== YOUR GOAL ==
Copy every record below, exactly as written.

Records from a point labeling set:

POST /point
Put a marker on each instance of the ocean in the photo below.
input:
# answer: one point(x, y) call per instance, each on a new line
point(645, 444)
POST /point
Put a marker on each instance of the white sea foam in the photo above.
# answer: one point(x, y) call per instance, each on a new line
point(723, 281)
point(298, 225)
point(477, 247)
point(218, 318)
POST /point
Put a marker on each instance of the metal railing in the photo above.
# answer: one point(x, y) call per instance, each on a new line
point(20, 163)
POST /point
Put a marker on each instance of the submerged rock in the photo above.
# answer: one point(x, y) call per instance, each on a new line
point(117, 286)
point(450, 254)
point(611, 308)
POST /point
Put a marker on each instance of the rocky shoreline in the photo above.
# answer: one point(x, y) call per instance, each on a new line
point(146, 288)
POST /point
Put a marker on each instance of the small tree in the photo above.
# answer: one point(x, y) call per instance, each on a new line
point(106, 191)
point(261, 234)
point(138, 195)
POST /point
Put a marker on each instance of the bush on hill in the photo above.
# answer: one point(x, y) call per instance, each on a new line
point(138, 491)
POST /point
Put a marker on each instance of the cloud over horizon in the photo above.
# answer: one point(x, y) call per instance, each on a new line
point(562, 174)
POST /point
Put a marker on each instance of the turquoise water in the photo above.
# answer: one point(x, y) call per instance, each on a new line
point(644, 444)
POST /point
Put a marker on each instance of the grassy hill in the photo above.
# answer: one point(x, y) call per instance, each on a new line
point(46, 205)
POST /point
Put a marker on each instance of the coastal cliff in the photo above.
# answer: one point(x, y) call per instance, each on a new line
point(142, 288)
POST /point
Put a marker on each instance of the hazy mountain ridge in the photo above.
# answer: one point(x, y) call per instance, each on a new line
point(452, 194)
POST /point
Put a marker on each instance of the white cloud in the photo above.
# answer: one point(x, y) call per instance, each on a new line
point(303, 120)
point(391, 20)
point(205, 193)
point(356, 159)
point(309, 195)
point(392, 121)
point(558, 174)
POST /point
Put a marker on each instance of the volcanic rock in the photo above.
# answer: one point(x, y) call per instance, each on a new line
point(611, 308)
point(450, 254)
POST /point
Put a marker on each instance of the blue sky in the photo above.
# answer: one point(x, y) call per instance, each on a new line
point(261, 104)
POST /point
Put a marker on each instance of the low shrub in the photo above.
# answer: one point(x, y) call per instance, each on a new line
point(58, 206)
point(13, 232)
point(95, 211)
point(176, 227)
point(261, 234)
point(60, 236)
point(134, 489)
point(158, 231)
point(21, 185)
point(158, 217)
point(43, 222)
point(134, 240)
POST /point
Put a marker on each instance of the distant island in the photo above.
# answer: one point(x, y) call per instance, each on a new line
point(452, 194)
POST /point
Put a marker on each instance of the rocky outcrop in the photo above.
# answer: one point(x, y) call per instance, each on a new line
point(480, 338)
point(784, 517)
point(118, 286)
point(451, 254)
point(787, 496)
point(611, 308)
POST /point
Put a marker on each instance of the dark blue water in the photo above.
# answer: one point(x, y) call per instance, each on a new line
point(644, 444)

== EXPECTED ANSWER ==
POST /point
Put a marker on each instance of the ocean in the photo below.
input:
# answer: one point(x, y) call per instance, each on a new line
point(645, 444)
POST /point
Put a marker on each instance of the white sea foam in the photo above.
# answer: one point(x, y) call per instance, each on a new line
point(723, 281)
point(298, 225)
point(477, 247)
point(218, 318)
POST /point
Put a marker on each instance of the metal railing in the photo above.
# answer: one point(x, y) call per instance, each on a new line
point(20, 163)
POST /point
Put a marker on each instance of the submerged rock in the photo above.
# answer: one point(x, y) call per instance, each on a new line
point(117, 286)
point(450, 254)
point(611, 308)
POST /point
Put a marker on each instance of the rocky shoreline in the photo above.
# answer: one point(x, y) call per instance, each on a new line
point(146, 288)
POST /point
Put a marker on each instance of the small tree in the photo above.
# answer: one point(x, y) call per instance, each on a new line
point(106, 191)
point(261, 234)
point(138, 195)
POST /point
Put a marker on each instance of the bush on hill in the photo above.
# answer: one point(x, y) call per instance, each on a new line
point(138, 491)
POST /point
Put a marker on each instance of the cloud over horizon in the photo above.
# answer: one point(x, y) call per instance, each on a new line
point(562, 174)
POST /point
Put a marker on each instance of the turquoise water in the photo above.
# answer: one point(x, y) call per instance, each on a new line
point(644, 444)
POST /point
Put a marker on each instance of the grassy hill in the photo above.
# answer: one point(x, y) call per instance, each on a new line
point(46, 205)
POST /point
Put a marker on each instance of the coastal cliff in the photo above.
# answer: one point(x, y) call per instance, each on a new line
point(142, 288)
POST /point
Put a marker on each instance of the hazy mountain ridge in the photo above.
# answer: one point(x, y) call per instance, each on a new line
point(452, 194)
POST /point
Put a marker on each instance of the white cloud in the photo above.
# answer: one point(x, y) call per instance, each on a new line
point(303, 120)
point(391, 20)
point(205, 193)
point(356, 159)
point(309, 195)
point(392, 121)
point(558, 174)
POST /point
Put a marker on each instance of the volcanic rock in the photo above.
# answer: one point(x, y) call per instance, each on a new line
point(611, 308)
point(450, 254)
POST /point
Put a marker on each instance of the blue sky in the photo above.
# answer: one point(x, y) call per instance, each on a new line
point(261, 104)
POST /point
Put a marker on each instance of the low shrub in the photo above.
# answer: one point(x, y) call per instance, each on a new line
point(58, 206)
point(13, 232)
point(95, 211)
point(176, 227)
point(261, 234)
point(60, 236)
point(134, 489)
point(158, 231)
point(21, 185)
point(158, 217)
point(43, 222)
point(134, 240)
POST /point
Put a marker on each instance of the distant island in the photo above.
# answer: one point(x, y) call per instance, each on a new line
point(452, 194)
POST /point
Put a marker on each instance of the rocky outcrop in the photo above.
# answer: one point(x, y) call per instance, each on a new line
point(480, 338)
point(784, 517)
point(118, 286)
point(451, 254)
point(787, 496)
point(611, 308)
POST /point
Put a marker on each instance of the dark blue water in the photo above.
# answer: one point(x, y) call per instance, each on a new line
point(644, 444)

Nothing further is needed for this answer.